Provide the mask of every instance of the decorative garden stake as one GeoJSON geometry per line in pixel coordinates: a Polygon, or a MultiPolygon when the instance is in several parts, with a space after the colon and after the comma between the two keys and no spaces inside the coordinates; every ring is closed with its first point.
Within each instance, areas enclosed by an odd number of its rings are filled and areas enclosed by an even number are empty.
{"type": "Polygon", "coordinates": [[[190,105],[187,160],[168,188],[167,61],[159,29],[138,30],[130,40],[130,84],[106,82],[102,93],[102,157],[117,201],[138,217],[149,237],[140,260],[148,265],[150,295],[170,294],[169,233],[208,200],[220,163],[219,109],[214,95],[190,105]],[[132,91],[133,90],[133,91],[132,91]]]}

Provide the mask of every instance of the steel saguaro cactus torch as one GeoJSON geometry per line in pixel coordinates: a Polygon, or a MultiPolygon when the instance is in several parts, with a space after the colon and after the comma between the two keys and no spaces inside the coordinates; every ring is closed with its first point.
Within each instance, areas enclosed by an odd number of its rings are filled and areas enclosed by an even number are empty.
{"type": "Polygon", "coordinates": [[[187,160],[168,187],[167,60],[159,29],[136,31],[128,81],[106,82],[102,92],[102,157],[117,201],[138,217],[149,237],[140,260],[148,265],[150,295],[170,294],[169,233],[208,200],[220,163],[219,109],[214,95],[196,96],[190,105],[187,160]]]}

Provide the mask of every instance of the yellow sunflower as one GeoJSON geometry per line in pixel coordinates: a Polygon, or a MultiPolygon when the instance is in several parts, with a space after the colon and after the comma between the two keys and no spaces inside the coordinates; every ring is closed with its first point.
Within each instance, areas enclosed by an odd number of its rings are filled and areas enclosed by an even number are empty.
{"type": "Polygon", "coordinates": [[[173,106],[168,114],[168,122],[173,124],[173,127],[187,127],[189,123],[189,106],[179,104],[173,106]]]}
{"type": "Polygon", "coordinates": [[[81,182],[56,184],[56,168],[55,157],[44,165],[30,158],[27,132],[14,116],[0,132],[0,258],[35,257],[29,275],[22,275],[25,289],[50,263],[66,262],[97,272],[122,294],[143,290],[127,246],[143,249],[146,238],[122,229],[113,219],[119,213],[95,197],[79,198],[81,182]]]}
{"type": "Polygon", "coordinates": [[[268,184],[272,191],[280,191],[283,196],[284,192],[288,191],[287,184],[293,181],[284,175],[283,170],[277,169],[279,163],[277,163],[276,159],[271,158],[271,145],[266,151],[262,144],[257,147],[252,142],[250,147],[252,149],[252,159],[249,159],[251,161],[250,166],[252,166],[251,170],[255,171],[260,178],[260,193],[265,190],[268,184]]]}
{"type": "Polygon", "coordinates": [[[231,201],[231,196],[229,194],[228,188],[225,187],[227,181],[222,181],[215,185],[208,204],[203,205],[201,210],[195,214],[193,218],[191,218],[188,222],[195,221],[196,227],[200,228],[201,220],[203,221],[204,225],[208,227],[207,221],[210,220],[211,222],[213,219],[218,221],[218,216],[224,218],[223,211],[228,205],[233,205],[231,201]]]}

= = = = =

Would you set down all of the entries again, word for word?

Provide the mask of every instance of the decorative garden stake as one GeoJSON geometry per line in pixel coordinates: a Polygon, or a MultiPolygon when the instance is in several parts, with a space after the colon and after the comma between the two keys and no spaces inside the coordinates; every ring is closed with its first point.
Within each instance, areas enclosed by an odd number of its rings are filled and areas enclosed by an even number are empty.
{"type": "Polygon", "coordinates": [[[190,105],[187,160],[168,188],[167,61],[159,29],[138,30],[130,40],[130,84],[106,82],[102,93],[102,157],[117,201],[138,217],[149,237],[140,260],[148,265],[150,295],[170,294],[169,233],[208,200],[220,163],[219,109],[214,95],[190,105]],[[132,91],[133,90],[133,91],[132,91]]]}

Provide the mask of every instance of the steel saguaro cactus torch as one GeoJSON geometry per line in pixel coordinates: a Polygon, or a MultiPolygon when the instance is in several parts, with a space after the colon and after the comma between the two keys and no spaces inside the coordinates; every ring is closed with its first point.
Within each instance, areas enclosed by an odd number of its rings are filled and areas enclosed by an even number are empty.
{"type": "Polygon", "coordinates": [[[187,160],[168,187],[167,60],[159,29],[136,31],[128,81],[106,82],[102,92],[102,157],[117,201],[138,217],[149,237],[140,260],[148,265],[150,295],[170,294],[169,233],[208,200],[220,163],[219,109],[214,95],[196,96],[190,105],[187,160]]]}

Provide the mask of every instance of the yellow sunflower as one GeoJSON geometry per line in pixel coordinates: a Polygon, or a MultiPolygon when the instance is in several parts, with a space after the colon and after the comma between the two keys and no spaces inside the coordinates; every ring is closed with its first point.
Within each instance, areas enclosed by an odd number of its rings are filled and areas enclosed by an even number are empty.
{"type": "Polygon", "coordinates": [[[173,106],[168,114],[168,122],[173,124],[173,127],[187,127],[189,123],[189,106],[179,104],[173,106]]]}
{"type": "Polygon", "coordinates": [[[81,182],[56,184],[56,168],[55,157],[44,165],[30,158],[27,132],[14,116],[0,132],[0,258],[35,257],[29,275],[22,275],[25,289],[50,263],[66,262],[97,272],[122,294],[143,290],[127,246],[143,249],[146,238],[122,229],[113,219],[119,213],[95,197],[79,198],[81,182]]]}
{"type": "Polygon", "coordinates": [[[268,184],[272,191],[280,191],[283,196],[284,192],[288,191],[287,184],[293,181],[284,175],[283,170],[277,169],[279,163],[277,163],[276,159],[271,158],[271,145],[266,151],[262,144],[257,147],[252,142],[250,147],[252,149],[252,159],[249,159],[251,161],[250,166],[252,166],[251,170],[255,171],[260,178],[260,193],[265,190],[268,184]]]}
{"type": "Polygon", "coordinates": [[[231,201],[231,196],[229,194],[228,188],[225,187],[227,181],[222,181],[215,185],[208,204],[203,205],[201,210],[195,214],[193,218],[191,218],[188,222],[195,221],[196,227],[200,228],[201,220],[203,221],[204,225],[208,227],[207,221],[210,220],[211,222],[213,219],[218,221],[218,216],[224,218],[223,211],[228,205],[233,205],[231,201]]]}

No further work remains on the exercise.